*WHAT YOU SHOULD DO*: Copy out the entries below word for word, leaving out the pictures.

[Object position labeling entries]
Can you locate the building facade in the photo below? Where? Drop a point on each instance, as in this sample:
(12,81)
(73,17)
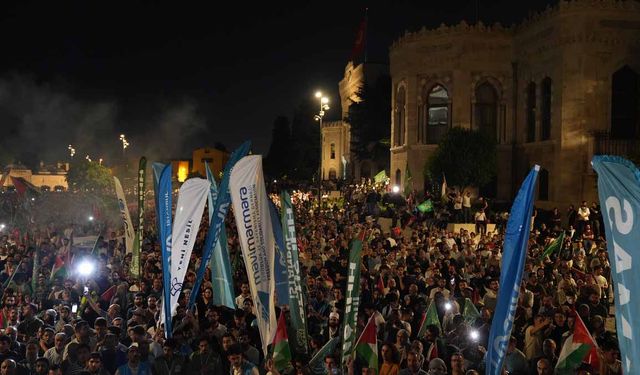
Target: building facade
(554,90)
(46,178)
(338,162)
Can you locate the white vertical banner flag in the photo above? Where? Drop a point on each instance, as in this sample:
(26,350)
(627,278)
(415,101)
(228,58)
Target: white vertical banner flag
(126,217)
(251,211)
(191,199)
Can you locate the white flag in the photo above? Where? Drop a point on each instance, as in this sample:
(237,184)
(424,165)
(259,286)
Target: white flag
(191,199)
(251,211)
(126,217)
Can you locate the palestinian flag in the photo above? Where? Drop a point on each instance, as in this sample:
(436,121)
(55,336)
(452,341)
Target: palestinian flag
(367,345)
(316,364)
(426,206)
(281,350)
(58,269)
(380,285)
(470,312)
(578,348)
(553,246)
(430,317)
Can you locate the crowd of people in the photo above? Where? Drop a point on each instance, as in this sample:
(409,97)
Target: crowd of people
(57,321)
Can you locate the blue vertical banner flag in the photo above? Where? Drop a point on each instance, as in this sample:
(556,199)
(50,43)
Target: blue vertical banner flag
(220,264)
(164,212)
(280,262)
(296,295)
(255,234)
(513,256)
(220,209)
(157,168)
(619,191)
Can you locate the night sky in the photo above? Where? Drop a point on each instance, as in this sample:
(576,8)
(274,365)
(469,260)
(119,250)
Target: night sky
(174,76)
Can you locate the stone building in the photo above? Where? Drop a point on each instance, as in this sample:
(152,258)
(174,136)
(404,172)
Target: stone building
(338,162)
(46,178)
(554,90)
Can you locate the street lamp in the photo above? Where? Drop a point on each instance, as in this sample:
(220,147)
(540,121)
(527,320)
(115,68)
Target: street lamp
(324,106)
(125,143)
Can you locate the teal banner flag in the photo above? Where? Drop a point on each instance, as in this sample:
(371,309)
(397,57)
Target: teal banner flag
(220,265)
(296,295)
(619,191)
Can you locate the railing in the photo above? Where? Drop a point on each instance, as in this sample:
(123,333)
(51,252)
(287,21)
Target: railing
(605,145)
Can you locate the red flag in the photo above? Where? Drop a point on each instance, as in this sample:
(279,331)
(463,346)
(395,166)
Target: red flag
(21,188)
(361,39)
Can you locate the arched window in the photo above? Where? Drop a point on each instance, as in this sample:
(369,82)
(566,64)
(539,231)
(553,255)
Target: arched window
(543,185)
(531,112)
(332,174)
(399,128)
(625,104)
(486,109)
(436,118)
(545,109)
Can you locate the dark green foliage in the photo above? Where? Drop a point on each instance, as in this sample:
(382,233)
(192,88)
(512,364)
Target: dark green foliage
(89,176)
(278,161)
(466,157)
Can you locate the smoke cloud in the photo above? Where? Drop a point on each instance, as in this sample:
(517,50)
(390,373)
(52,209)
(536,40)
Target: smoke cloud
(39,120)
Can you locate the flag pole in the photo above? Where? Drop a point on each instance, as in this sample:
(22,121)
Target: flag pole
(6,285)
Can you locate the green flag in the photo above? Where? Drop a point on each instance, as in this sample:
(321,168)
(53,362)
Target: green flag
(137,242)
(296,296)
(430,317)
(35,272)
(469,312)
(381,177)
(281,350)
(553,246)
(316,364)
(426,206)
(352,300)
(367,346)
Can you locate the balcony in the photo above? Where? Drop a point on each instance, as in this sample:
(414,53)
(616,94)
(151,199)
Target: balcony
(604,144)
(435,133)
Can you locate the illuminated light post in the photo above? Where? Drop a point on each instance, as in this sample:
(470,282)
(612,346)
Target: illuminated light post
(125,144)
(324,106)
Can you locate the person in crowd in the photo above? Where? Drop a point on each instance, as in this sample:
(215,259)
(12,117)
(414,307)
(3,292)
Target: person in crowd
(404,267)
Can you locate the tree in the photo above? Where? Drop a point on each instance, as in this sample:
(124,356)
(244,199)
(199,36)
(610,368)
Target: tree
(466,157)
(370,121)
(85,175)
(278,161)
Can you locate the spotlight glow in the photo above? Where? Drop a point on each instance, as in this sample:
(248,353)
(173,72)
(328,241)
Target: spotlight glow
(86,268)
(475,335)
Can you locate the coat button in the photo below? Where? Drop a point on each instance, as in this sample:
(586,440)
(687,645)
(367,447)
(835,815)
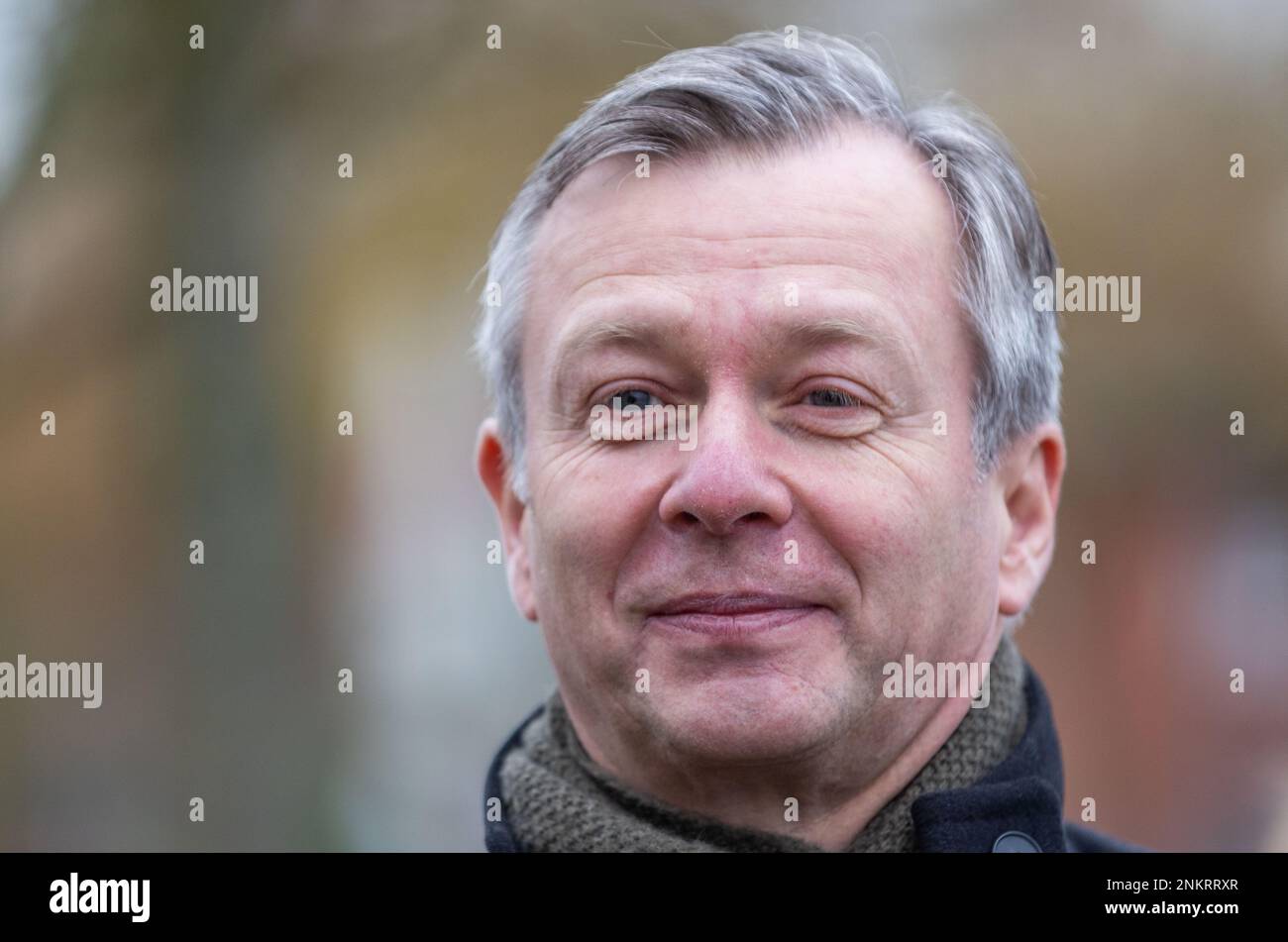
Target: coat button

*TASK RESPONSE*:
Can you locate the building facade in the photo below? Where? Drop a point on each instance, as in this sample:
(12,81)
(73,17)
Target: building facade
(554,90)
(46,178)
(338,162)
Can you locate the white vertical banner flag in the photo above? Where? Drop a point on each instance, as in this sample:
(26,350)
(627,278)
(415,101)
(228,58)
Target: white vertical banner flag
(126,217)
(251,211)
(191,199)
Can you locate the white flag in the photo above? Where? Drop a point on each instance, as in this sample:
(237,184)
(424,165)
(259,286)
Target: white flag
(191,199)
(251,211)
(126,217)
Can you locate the palestinian flag in the photo above? Where? Drop a point on each instance, as in this sample:
(436,121)
(55,336)
(452,341)
Target: palestinian flag
(367,345)
(316,364)
(426,206)
(281,350)
(58,269)
(380,285)
(470,312)
(578,348)
(553,246)
(430,317)
Can you locate the crowd of people in the photo above? Where? Drop a point on each instance, as in this sample:
(409,97)
Target: crowd of people
(57,321)
Can you locate the blue vertical banner flag in the photo above? Where? Drop a point on each instance, as in this sample:
(556,199)
(50,43)
Target: blue vertical banner flag
(220,264)
(164,212)
(280,262)
(296,295)
(255,234)
(513,256)
(220,209)
(157,168)
(619,191)
Can you locate the night sky in the photo above? Where? Drop a point on each instance, as in this sample:
(576,8)
(274,365)
(469,260)
(119,250)
Target: night sky
(174,76)
Can you locate the stone building in the photo above? Where? Drop a point on each instance, as in this sample:
(152,258)
(174,136)
(404,172)
Target: stone building
(338,162)
(46,178)
(554,90)
Can you locate the street lamp in the photo above? Where? Drop a point on each instance, as in this sample:
(220,147)
(540,121)
(527,320)
(115,68)
Target: street lamp
(324,106)
(125,143)
Can you locate the teal banner flag in the photo above? Where? Drop a point on each instance, as in this sample:
(371,309)
(397,57)
Target: teal banner flag
(220,265)
(296,295)
(619,191)
Can you locate the railing in the photo above? Where? Drop a point on each instance, as in this sample:
(123,333)
(51,252)
(287,21)
Target: railing
(605,145)
Can you locate the red flag in the photo above? Where? Drop a point on each instance, as in this sample:
(279,331)
(463,346)
(395,166)
Target: red flag
(21,188)
(361,39)
Can you locate the arched window in the photo above? Where? Drop a point on each instance, as in this sample:
(369,82)
(566,64)
(539,231)
(553,255)
Target: arched window
(543,185)
(531,112)
(332,174)
(399,128)
(625,104)
(486,109)
(436,118)
(545,109)
Can you locate the dark green foliage in the photo above? Where? Drop a point on each instance, as in this sample:
(382,233)
(192,88)
(512,364)
Target: dark green foliage
(89,176)
(278,161)
(466,157)
Can you locate the smoke cloud in the photo above? Where? Drop a point on each instance, as in this sample:
(517,50)
(390,373)
(52,209)
(536,40)
Target: smoke cloud
(39,120)
Can you locate the flag pole in the photo above? Where? Drop a point on each instance, as in this sample:
(22,121)
Target: flag pole
(6,285)
Can you locate the green flag in the photo above? Where? Drop a point on each instance, as in this sample:
(321,168)
(53,362)
Target: green flag
(137,242)
(296,296)
(430,317)
(35,272)
(469,312)
(381,177)
(281,350)
(553,246)
(316,364)
(426,206)
(352,300)
(367,346)
Can you locate the balcony in the photo above? Where? Drop a point on each instance, as in this sample:
(414,53)
(616,94)
(151,199)
Target: balcony
(604,144)
(435,133)
Can you locate the illuminated light post in the photo above? Where? Drop a point on each instance, as in this sample:
(470,282)
(612,346)
Target: illuminated light post
(125,144)
(324,106)
Can you locate the person in crowd in the photo above? Where? Drop a point on each instance, as in this sample:
(215,259)
(12,117)
(414,307)
(3,292)
Target: person in crowd
(404,267)
Can you locate the tree in the photo above? Where? Drop a point on each instance, as in this sample:
(124,356)
(244,199)
(199,36)
(610,368)
Target: tree
(466,157)
(370,121)
(85,175)
(278,161)
Can you locate the spotlight glow in the photo above? Where? Drop a point on each instance, as in this sample:
(248,353)
(173,72)
(328,241)
Target: spotlight glow
(86,268)
(475,335)
Can you locate the coat button in the photo below? Where? Drop a point on each instance, as in this sample:
(586,440)
(687,645)
(367,447)
(835,815)
Target: coat button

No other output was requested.